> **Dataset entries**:
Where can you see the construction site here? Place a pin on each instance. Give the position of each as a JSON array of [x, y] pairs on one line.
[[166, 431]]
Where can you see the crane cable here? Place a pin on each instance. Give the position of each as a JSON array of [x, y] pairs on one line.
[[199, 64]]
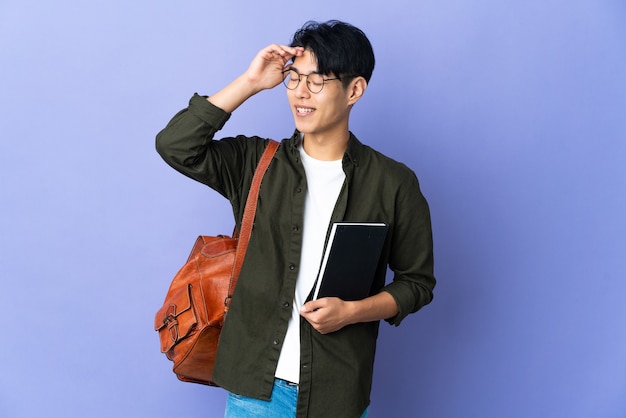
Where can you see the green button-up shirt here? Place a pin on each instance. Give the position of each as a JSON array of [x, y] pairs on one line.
[[336, 369]]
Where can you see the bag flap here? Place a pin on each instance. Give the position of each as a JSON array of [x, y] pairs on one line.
[[176, 319]]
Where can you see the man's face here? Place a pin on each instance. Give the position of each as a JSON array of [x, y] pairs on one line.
[[324, 114]]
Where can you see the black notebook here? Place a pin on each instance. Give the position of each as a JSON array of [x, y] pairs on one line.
[[350, 260]]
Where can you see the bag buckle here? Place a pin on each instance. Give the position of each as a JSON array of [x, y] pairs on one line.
[[171, 322]]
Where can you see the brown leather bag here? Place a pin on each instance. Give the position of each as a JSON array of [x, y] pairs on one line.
[[191, 319]]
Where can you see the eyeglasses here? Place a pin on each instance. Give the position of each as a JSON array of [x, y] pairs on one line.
[[314, 81]]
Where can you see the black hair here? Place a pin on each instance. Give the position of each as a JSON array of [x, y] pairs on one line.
[[340, 49]]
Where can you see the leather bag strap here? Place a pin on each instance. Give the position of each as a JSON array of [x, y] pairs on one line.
[[248, 217]]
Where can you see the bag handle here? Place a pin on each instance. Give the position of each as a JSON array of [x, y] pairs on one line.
[[248, 217]]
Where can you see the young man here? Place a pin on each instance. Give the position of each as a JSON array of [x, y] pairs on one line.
[[282, 353]]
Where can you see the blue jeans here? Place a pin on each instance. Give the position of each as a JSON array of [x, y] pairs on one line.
[[282, 404]]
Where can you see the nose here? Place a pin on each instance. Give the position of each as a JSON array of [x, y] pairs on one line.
[[301, 90]]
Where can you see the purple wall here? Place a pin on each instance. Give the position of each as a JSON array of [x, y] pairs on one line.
[[511, 113]]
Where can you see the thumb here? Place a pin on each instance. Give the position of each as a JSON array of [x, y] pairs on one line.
[[310, 306]]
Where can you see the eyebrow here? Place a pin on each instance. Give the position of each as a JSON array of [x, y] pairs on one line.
[[298, 71]]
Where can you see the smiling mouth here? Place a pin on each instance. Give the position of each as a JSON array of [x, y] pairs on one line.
[[304, 110]]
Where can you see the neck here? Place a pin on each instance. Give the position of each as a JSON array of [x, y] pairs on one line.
[[326, 148]]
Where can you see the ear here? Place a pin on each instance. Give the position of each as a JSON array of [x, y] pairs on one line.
[[356, 89]]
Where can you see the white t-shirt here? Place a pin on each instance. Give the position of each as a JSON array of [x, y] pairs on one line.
[[324, 182]]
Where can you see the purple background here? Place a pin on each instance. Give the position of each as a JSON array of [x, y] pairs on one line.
[[512, 114]]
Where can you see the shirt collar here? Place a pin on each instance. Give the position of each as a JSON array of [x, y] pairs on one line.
[[352, 154]]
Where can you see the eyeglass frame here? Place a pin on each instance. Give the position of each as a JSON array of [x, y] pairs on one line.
[[324, 80]]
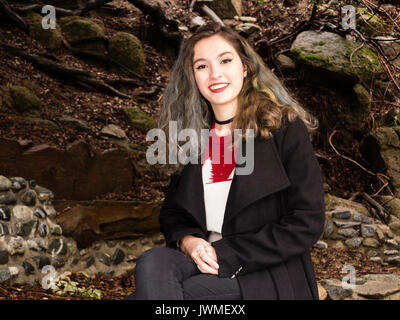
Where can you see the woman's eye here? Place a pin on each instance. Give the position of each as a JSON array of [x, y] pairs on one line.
[[229, 60]]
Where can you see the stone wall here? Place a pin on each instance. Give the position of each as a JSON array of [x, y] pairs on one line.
[[30, 239]]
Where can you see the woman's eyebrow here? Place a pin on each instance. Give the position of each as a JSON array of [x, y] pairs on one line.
[[221, 54]]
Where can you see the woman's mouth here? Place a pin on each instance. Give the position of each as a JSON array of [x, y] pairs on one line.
[[218, 87]]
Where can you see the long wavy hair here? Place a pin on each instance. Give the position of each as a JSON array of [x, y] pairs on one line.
[[263, 101]]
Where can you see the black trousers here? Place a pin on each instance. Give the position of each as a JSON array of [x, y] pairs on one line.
[[167, 274]]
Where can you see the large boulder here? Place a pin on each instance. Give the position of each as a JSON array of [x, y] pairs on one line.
[[127, 50], [79, 28], [49, 38], [334, 59]]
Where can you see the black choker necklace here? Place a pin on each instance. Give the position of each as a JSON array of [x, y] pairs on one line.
[[224, 122]]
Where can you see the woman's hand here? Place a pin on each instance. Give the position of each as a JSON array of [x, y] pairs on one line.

> **WHAT YOU HAVE TO DO**:
Word for word, copy out each record; do not include pictures.

> **ANSWER FOR THIS EXERCISE**:
Where can you see the construction site here? Place a pin on each instance. Give the position of each as a JSON array of [x, y] pairs on one line.
[[166, 431]]
Where can you see the crane cable here? Place a pin on each instance. Give the position of each as a JSON array of [x, y] pairs on one line.
[[199, 64]]
Where can you see the green button-up shirt here? Place a pin on each instance. Give the position of each as a JSON array of [x, y] pairs on one line.
[[336, 369]]
Where can you see the bag flap here? Place a pin on each instance. Give the position of each as a JSON array of [x, y] pairs on one line.
[[176, 319]]
Where can you see the man's face here? Place a pin on each instance. Give the position of each as a JSON array of [x, y] pairs on one line.
[[324, 114]]
Where can you see the black notebook here? Place a pin on each instance. Give the position of each as a JSON array of [x, y] pairs on one line.
[[350, 260]]
Where can you see the bag buckle here? Place a pin on each instance. Give the position of each as a JSON array of [x, y] pairs on one line.
[[171, 322]]
Where can you see the brown leather bag here? Place a pin on each instance. Give the position of each as a JSON array of [x, y] pairs on one line.
[[191, 319]]
Where can you see the eyeglasses here? Place a pin on each instance. Give the position of each as a JSON array of [x, y] pairs on one line.
[[314, 81]]
Where can you see the black hair here? Place a pin on each instance. Give the position of each as a JSON array of [x, y] pairs on one line.
[[340, 49]]
Where can you see the leather bag strap here? Place a pin on each instance. Give the position of each as a JSON array of [x, y] pairs on one line.
[[248, 217]]
Where can you see the bag handle here? Place a pin on each instance. Give the position of each as a JSON array of [x, y] pairs on one line.
[[248, 217]]
Where can you see the young man here? Place a pin on each instance. Give the position of each as a JSON array of [x, y] pairs on one line.
[[282, 353]]
Where can you see the blue jeans here? Place a pin on each instance. Give the position of each as a JSON array of [x, y] pairs on one line.
[[282, 404]]
Where can you see the nose here? Place a pin on each instance. Give the position of each as a JSON array of [x, y] pairs on one line.
[[301, 90]]
Where can you see the purple wall here? Place a pin on each instance. Give the position of each as a JSON array of [x, y] pairs on one line.
[[511, 113]]
Where can you see the thumb here? Place a pin on each instance. Give the position of each as a JSON array of [x, y] pairs on one line.
[[310, 306]]
Where can you see the eyebrow here? Place a pin on each instance. Give the position of each as a JSON array of [x, y] pairs on one line.
[[298, 71]]
Where can you see the smiling mouth here? Place a pin on each instance. Give the position of each as a JSON array of [x, y] pairs on one line.
[[304, 110]]
Where can you see the neck here? Place a pin on each instance. Give the position of each as a JSON array of [x, y] pairs on one line.
[[326, 148]]
Where can you see the ear here? Place a pin on each instance. Give the position of each as a JSON array of [x, y] pairs on one line.
[[356, 89]]
Where can you see the white t-shirt here? Place a pin on each instance. Give the position of each as a JSON array of [x, y] pairs on one line.
[[324, 182]]
Where can you see the purple background here? Place a pin on each instance. Give the position of each as a JSON array of [x, y] pairs on one line.
[[512, 114]]
Where can you see the shirt collar here? Place a pin on each instance. Give the position of each as a JSON array of [x, y] pairs on one line.
[[352, 154]]
Where can you see the eyeglass frame here? Place a pin on each instance. Give the position of each as a JSON array of [x, y] pairs on one line.
[[324, 80]]
Where can you see the woman's eye here? Place a pin on each instance. Give the position of each as a JSON array of [x, y] pairs on one line.
[[229, 60]]
Where can you see the stone wall here? Place a pin on each instance. Give the position of each as a JSON array of [x, y] pairs on one line.
[[30, 239]]
Where can you see the woman's eyebrow here? Place a pin on each instance. Give the position of each as a JSON array of [x, y] pairs on one line.
[[221, 54]]
Where can you see the woman's mouth here? Place a pin on each instance. Give the position of each as a JSON array of [x, y] pairs on one line.
[[218, 87]]
Where can you see the long wavy hair here? Place a pin on each instance. Give the position of each as a JSON array of [x, y] pairs on one line.
[[263, 101]]
Where can you see the black trousers here? Place a pin on each instance. Give the position of each as a JSON array of [x, y] pairs on one line.
[[167, 274]]
Where can you see the large boulder here? Place a pin on each instance. Give the position of each as a JSON array of [x, y] pairs on one line.
[[127, 50], [79, 28], [49, 38], [334, 59]]
Where can you see the black choker necklace here? Place a pin on each instance. Give the position of each as a JSON array of [x, y] pairs on one line.
[[224, 122]]
Where can you see the woman's hand here? Place a pin on each instance. Give the position of each as a JSON array of [x, y] pairs on one line.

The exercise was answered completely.